• Short exercise 1:
Answer these about the George Wallis text, marking each answer (a), (b) or (c):
(a) What position did Wallis play?
(b) Which club picked him up in 1933?
(c) How many appearances in all competitions did he make for Bristol City?
• Short exercise 2: Please resume the George Wallis text, picking up after its final sentence.

• Reading passage:
• • • • • • •
George Wallis

Personal information
- Full name: George Henry Wallis
- Date of birth: 1910
- Place of birth: Sawley, England
- Date of death: 1988 (aged 77–78)
- Place of death: Derby, England
- Height: 5 ft 11 in (1.80 m)
- Position: Inside forward

Senior career*
- Years: Team / Apps / (Gls)
- 0000–1933: Sandiacre Excelsior
- 1933–1934: Birmingham / 0 / (0)
- 1934–1937: Bristol City / 42 / (14)
- 1937–1938: Bath City
- 1938–1939: Colchester United / 56 / (20)
- Total:  / 98 / (34)

= George Wallis (footballer) =

English footballer

George Henry Wallis (1910–1988) was an English professional footballer who played as an inside forward in the Football League for Bristol City.

==Career==
Born in Sawley, Derbyshire, Wallis started his career with nearby Sandiacre Excelsior. He was picked up by Birmingham in 1933, but 18 months at St Andrew's yielded no appearances in the first team, and Wallis moved on to Bristol City in August 1934. During his three-year stay with City, he racked up 14 goals in 42 league games, making 46 appearances in all competitions.
• • • • • • •
• Given records:
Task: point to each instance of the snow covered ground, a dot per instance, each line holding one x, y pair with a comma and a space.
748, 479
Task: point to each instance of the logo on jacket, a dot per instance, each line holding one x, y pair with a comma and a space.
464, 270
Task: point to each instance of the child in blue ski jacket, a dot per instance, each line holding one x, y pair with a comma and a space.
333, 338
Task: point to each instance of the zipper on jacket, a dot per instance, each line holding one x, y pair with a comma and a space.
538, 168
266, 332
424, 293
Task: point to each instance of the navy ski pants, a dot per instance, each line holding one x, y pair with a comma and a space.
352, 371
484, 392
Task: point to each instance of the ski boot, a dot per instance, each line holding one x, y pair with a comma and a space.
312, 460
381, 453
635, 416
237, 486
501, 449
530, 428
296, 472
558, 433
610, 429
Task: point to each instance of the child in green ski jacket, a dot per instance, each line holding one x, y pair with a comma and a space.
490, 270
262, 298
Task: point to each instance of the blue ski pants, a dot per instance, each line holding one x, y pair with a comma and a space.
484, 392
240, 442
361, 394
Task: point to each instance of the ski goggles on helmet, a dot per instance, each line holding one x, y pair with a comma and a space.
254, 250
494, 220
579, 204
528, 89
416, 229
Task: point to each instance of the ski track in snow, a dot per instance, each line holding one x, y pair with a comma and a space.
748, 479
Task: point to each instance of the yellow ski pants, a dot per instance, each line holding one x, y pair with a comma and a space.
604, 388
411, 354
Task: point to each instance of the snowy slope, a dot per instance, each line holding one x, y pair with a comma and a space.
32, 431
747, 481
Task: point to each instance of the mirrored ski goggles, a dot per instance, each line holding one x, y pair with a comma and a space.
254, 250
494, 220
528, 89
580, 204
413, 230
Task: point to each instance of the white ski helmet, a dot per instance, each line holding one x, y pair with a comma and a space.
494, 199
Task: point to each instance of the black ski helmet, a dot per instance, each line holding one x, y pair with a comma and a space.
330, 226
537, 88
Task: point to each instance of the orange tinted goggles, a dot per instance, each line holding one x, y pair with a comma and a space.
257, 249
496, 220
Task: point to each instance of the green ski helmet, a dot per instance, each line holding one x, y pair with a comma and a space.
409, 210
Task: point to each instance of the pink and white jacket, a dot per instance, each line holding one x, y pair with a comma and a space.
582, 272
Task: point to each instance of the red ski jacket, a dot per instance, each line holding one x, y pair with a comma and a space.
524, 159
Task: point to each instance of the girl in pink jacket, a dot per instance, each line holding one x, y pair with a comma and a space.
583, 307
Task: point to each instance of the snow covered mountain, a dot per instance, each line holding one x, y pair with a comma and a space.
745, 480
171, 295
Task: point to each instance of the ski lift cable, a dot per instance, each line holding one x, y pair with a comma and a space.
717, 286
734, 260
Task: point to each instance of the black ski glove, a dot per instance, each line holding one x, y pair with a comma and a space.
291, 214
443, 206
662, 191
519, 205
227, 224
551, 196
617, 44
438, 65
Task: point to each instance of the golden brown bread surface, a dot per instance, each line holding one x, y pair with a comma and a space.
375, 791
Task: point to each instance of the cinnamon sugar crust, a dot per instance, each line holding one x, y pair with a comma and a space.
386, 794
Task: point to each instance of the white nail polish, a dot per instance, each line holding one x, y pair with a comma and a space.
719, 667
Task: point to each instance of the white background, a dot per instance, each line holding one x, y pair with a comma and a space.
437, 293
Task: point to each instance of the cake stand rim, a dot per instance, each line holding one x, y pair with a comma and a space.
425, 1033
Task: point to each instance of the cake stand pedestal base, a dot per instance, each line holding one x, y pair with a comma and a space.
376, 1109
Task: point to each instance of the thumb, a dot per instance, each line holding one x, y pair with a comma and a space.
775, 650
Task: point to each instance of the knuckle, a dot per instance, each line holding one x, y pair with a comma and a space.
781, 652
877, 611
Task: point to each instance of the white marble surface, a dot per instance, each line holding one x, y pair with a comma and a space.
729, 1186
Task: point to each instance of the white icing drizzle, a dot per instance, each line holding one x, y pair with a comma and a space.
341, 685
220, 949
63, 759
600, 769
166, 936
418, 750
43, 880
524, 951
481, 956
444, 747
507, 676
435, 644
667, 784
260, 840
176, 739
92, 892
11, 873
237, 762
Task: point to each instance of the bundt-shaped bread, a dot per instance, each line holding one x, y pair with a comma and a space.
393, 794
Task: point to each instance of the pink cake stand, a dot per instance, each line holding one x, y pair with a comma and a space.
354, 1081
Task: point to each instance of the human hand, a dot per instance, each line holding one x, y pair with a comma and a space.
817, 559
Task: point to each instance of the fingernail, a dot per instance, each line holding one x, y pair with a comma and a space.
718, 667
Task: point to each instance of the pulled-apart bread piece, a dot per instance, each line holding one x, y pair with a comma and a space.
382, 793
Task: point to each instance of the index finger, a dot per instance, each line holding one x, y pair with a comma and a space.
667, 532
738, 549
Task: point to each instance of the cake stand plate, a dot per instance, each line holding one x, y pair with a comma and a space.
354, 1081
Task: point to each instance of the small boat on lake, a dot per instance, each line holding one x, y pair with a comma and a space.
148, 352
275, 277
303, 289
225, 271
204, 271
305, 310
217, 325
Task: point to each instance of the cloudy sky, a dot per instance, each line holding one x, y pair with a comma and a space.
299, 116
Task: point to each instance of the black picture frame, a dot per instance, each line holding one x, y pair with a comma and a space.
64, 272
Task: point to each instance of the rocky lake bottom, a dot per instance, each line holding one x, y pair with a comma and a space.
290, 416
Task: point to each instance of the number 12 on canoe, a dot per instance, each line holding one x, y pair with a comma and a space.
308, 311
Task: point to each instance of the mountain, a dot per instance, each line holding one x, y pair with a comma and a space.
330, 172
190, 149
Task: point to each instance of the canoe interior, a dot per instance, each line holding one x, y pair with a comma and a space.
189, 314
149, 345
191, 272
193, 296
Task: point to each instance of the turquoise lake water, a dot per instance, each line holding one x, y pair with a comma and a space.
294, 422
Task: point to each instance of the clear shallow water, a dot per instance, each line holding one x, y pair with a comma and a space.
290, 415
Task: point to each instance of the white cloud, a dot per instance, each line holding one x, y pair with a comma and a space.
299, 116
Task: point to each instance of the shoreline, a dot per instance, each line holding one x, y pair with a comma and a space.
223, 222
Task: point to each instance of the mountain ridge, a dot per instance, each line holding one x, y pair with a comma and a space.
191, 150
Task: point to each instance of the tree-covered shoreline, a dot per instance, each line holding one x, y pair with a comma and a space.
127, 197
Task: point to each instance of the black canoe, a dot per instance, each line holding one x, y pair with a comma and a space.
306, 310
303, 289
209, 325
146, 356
• • • • • • •
• Output 1:
(a) Inside forward
(b) Birmingham
(c) 46

• Output 2:
Wallis signed for Bath City in 1937, but when the club was forced to reduce its wage bill, former Bath manager and then Colchester United manager Ted Davis brought Wallis to Layer Road on 28 February 1938, having scored a brace of goals for Bath the previous weekend.

Making his Colchester debut in a 1–0 win at home to Dartford in the Southern League Mid-Week Section, and scored his first goal in the league just two days later, as his side fell to a 2–1 defeat to Bristol Rovers Reserves. He almost missed the game, arriving at the ground 15 minutes before kick-off after manager Davis had appealed to railway officials at Paddington station to allow a non-stop train to Newport, Wales, to stop at Badminton, Gloucestershire, before a taxi took Wallis and fellow player Bill Pendergast to Bristol.

During his first full season with the club, Wallis made 63 appearances in all competitions throughout 1938–39, scoring 23 goals and helping his side to the Southern League title. His final Colchester goal was a late consolation during their 4–2 Mid-Week Section home defeat by Norwich City Reserves on 4 May 1939.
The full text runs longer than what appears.